■ WHAT TO DO ■
Would you return each entry exactly as written, omitting any pictures?

'''

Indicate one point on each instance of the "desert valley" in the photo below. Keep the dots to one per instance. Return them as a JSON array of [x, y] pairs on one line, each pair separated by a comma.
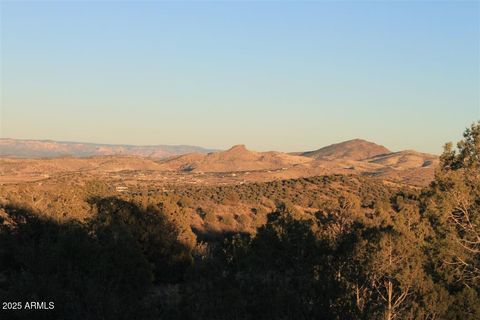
[[239, 160]]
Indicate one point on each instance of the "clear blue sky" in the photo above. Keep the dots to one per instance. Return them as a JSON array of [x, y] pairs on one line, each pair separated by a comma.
[[273, 75]]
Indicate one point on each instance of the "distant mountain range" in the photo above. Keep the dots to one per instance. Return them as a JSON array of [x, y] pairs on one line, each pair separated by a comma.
[[49, 149], [349, 157]]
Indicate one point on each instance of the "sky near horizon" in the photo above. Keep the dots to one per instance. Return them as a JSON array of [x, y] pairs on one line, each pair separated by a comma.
[[284, 76]]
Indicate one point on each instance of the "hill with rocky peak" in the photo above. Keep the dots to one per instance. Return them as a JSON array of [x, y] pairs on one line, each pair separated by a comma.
[[356, 149]]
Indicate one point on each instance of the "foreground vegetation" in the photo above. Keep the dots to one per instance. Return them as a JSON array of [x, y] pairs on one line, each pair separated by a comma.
[[333, 247]]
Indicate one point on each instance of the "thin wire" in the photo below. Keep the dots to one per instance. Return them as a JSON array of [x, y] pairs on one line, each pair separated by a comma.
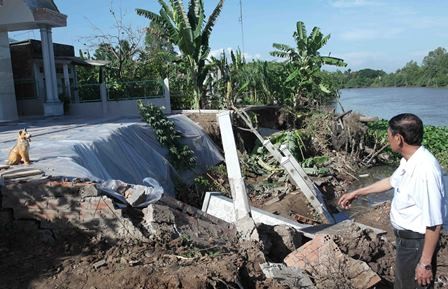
[[242, 24]]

'''

■ EXPECTED ANSWER ■
Indicate one point on each instance of the "desert valley" in the photo below. Keep the dots to one per instance. Return them as a JSON array of [x, y] pairs on one line, each pair separated by a comma.
[[239, 160]]
Indicate one point on each instance of the "clear blue sky" in the photo above. Keep the dots to one per instance. Return them as a JSON array of [x, y] pairs on one line, each pair separated by a comma.
[[273, 75]]
Indicate one point on each instance of the "distant mountain range" in the photo above. Keep the dots to one per instance. Return them as a JSON array of [x, y] pairs on one line, each pair separated by a comma.
[[49, 149], [349, 157]]
Indicate one point on each instance of the "sky near horizon" in the photo above. Keep the dots to one per instance. Return them as a JSON array of [x, y] pairs on one line, each pair separated by a comma.
[[284, 76]]
Indicate one point on each instance of the "hill with rocky peak" in the photo above. Keep the dots to one per instance. Return them as a JSON array of [x, y] pairs on one line, each pair separated by a comma.
[[356, 149]]
Indicate one point on each instance of the "foreground vegetation" in the photo above. Keep the dots to one per instance. Return them as a JSON array of [x, y] pairs on one line, each pair separated by a comma.
[[333, 247]]
Indicate one point on each instance of the "thin wire" in the photo below. Keep the dots to one per instance. Return them as a JSON array of [x, y] pairs on one line, each pair separated by a comma.
[[242, 24]]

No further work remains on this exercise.